誰が為に鐘は鳴る(1943) 作品情報
たがためにかねはなる
1937年。内乱のスペイン北部では、アメリカの大学教授ロバート・ジョーダン(ゲイリー・クーパー)が人民戦線派に投じて右翼のフランコに対するゲリラを行なっていた。彼に与えられた新任務は山間の峡谷にかかる鉄橋の爆破で、期限は3日後の未明と定められた。ジョーダンはアンセルモ(ウラジムル・ソコロフ)という同志のジプシーを連れ、山間に巣食うジプシーのゲリラに援助を頼むためその本拠を訪れた。ここの頭はパブロ(エイキム・タミロフ)という男で、かつては人民戦線派の闘士だったが、今では殺人に対する懐疑から闘志を失い、妻のピラー(カティナ・パクシヌー)や手下に牛耳られている有様だった。またこの本拠には、スペインのある市長の娘で、右翼にはずかしめを受けて救われたマリア(イングリッド・バーグマン)という娘もかくまわれていた。マリアは、ジョーダンを一眼みて情熱的な思慕を抱いた。ピラーはジョーダンの手相に死を予見して、2人の恋を成就させてやりたいと願ったが、ともすれば裏切りそうなパブロの態度や、馬の調達などで、ジョーダンには恋に酔う暇は与えられていなかった。馬の調達を引き受けたジプシーの頭目エル・ソルド(ジョズフ・キャレイア)は右翼軍に包囲され、爆撃を受けて死んだ。ジョーダンはこれを見ても救けるわけにはゆかなかったが、パブロは恐ろしさのあまり鉄橋爆破用の機械を焼いて逃亡してしまった。若い2人の恋の夜も明けてついに当日の朝が来た。改心したパブロも馬を連れて戻ってきた。一隊は二手に分かれて警備隊の詰所を襲い、ジョーダンとアンセルモは手ずから鉄橋にダイナマイトを仕掛けて、敵戦車が通過する直前に爆破した。アンセルモは死に、一隊は敵の面前を駆け抜けて逃走しようとした時、一弾がジョーダンの足を打ち砕いた。死を悟った彼は、泣き叫ぶマリアを一行とともに送り帰させたのち、ひとり敵軍に向けて機関銃の引金を引いた。

============================================================

作業内容:
1. 本文抜粋のうち、「誰が為に鐘は鳴る(1943) 作品情報」から「向けて機関銃の引金を引いた。」までを一字一句違えずに書き写してください。
2. 本文抜粋によると、ジョーダンに与えられた新任務は何で、その期限はいつと定められましたか。

元データ:
============================================================

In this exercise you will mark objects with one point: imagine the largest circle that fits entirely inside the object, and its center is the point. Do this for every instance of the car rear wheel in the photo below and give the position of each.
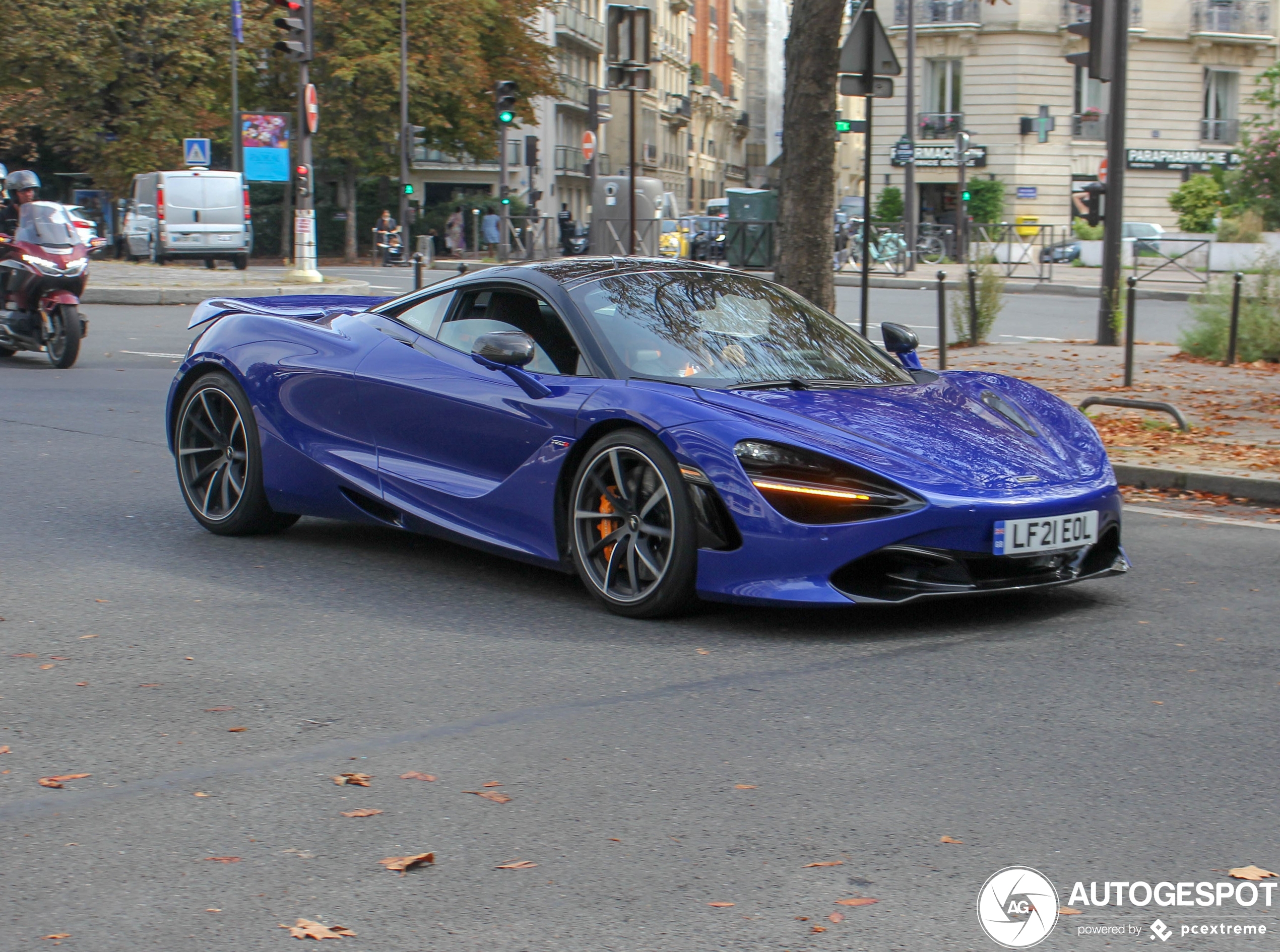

============================================================

演習結果:
1.
誰が為に鐘は鳴る(1943) 作品情報
たがためにかねはなる
1937年。内乱のスペイン北部では、アメリカの大学教授ロバート・ジョーダン(ゲイリー・クーパー)が人民戦線派に投じて右翼のフランコに対するゲリラを行なっていた。彼に与えられた新任務は山間の峡谷にかかる鉄橋の爆破で、期限は3日後の未明と定められた。ジョーダンはアンセルモ(ウラジムル・ソコロフ)という同志のジプシーを連れ、山間に巣食うジプシーのゲリラに援助を頼むためその本拠を訪れた。ここの頭はパブロ(エイキム・タミロフ)という男で、かつては人民戦線派の闘士だったが、今では殺人に対する懐疑から闘志を失い、妻のピラー(カティナ・パクシヌー)や手下に牛耳られている有様だった。またこの本拠には、スペインのある市長の娘で、右翼にはずかしめを受けて救われたマリア(イングリッド・バーグマン)という娘もかくまわれていた。マリアは、ジョーダンを一眼みて情熱的な思慕を抱いた。ピラーはジョーダンの手相に死を予見して、2人の恋を成就させてやりたいと願ったが、ともすれば裏切りそうなパブロの態度や、馬の調達などで、ジョーダンには恋に酔う暇は与えられていなかった。馬の調達を引き受けたジプシーの頭目エル・ソルド(ジョズフ・キャレイア)は右翼軍に包囲され、爆撃を受けて死んだ。ジョーダンはこれを見ても救けるわけにはゆかなかったが、パブロは恐ろしさのあまり鉄橋爆破用の機械を焼いて逃亡してしまった。若い2人の恋の夜も明けてついに当日の朝が来た。改心したパブロも馬を連れて戻ってきた。一隊は二手に分かれて警備隊の詰所を襲い、ジョーダンとアンセルモは手ずから鉄橋にダイナマイトを仕掛けて、敵戦車が通過する直前に爆破した。アンセルモは死に、一隊は敵の面前を駆け抜けて逃走しようとした時、一弾がジョーダンの足を打ち砕いた。死を悟った彼は、泣き叫ぶマリアを一行とともに送り帰させたのち、ひとり敵軍に向けて機関銃の引金を引いた。

2. 山間の峡谷にかかる鉄橋の爆破で、期限は3日後の未明と定められました。